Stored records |
—————

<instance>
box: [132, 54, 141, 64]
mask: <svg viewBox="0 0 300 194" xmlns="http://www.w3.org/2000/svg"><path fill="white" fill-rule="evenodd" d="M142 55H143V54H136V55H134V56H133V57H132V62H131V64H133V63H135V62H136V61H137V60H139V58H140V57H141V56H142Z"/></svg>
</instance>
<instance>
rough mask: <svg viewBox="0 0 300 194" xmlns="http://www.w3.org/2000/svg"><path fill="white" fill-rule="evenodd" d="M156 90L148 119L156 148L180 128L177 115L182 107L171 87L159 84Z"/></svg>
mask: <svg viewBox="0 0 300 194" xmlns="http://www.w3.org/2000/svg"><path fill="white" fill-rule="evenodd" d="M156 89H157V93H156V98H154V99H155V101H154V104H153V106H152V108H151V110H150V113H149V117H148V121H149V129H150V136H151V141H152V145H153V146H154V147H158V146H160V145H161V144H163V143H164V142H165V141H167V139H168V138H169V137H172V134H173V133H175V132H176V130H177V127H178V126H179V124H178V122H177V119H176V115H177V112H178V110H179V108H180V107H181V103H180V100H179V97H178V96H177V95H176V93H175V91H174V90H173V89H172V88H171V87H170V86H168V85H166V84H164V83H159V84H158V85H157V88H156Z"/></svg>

—————

Exercise description | Rewrite the data with "rough mask" replaced by "coarse mask" and everything else left unchanged.

Exercise output |
<instance>
box: [132, 54, 141, 64]
mask: <svg viewBox="0 0 300 194" xmlns="http://www.w3.org/2000/svg"><path fill="white" fill-rule="evenodd" d="M142 55H143V54H136V55H134V56H133V57H132V62H131V64H133V63H135V62H136V61H137V60H139V58H140V57H141V56H142Z"/></svg>
</instance>
<instance>
coarse mask: <svg viewBox="0 0 300 194" xmlns="http://www.w3.org/2000/svg"><path fill="white" fill-rule="evenodd" d="M156 90L148 119L156 148L180 128L177 115L182 107L171 87L159 84Z"/></svg>
mask: <svg viewBox="0 0 300 194" xmlns="http://www.w3.org/2000/svg"><path fill="white" fill-rule="evenodd" d="M156 89H157V93H156V98H154V99H155V101H154V104H153V106H152V108H151V110H150V113H149V117H148V121H149V129H150V136H151V141H152V145H153V146H154V147H158V146H160V145H161V144H163V143H164V142H165V141H167V139H168V138H169V137H172V134H173V133H175V132H176V130H177V127H178V126H179V124H178V122H177V119H176V115H177V112H178V110H179V108H180V107H181V103H180V100H179V97H178V96H177V95H176V93H175V91H174V90H173V89H172V88H171V87H170V86H168V85H166V84H164V83H159V84H158V85H157V88H156Z"/></svg>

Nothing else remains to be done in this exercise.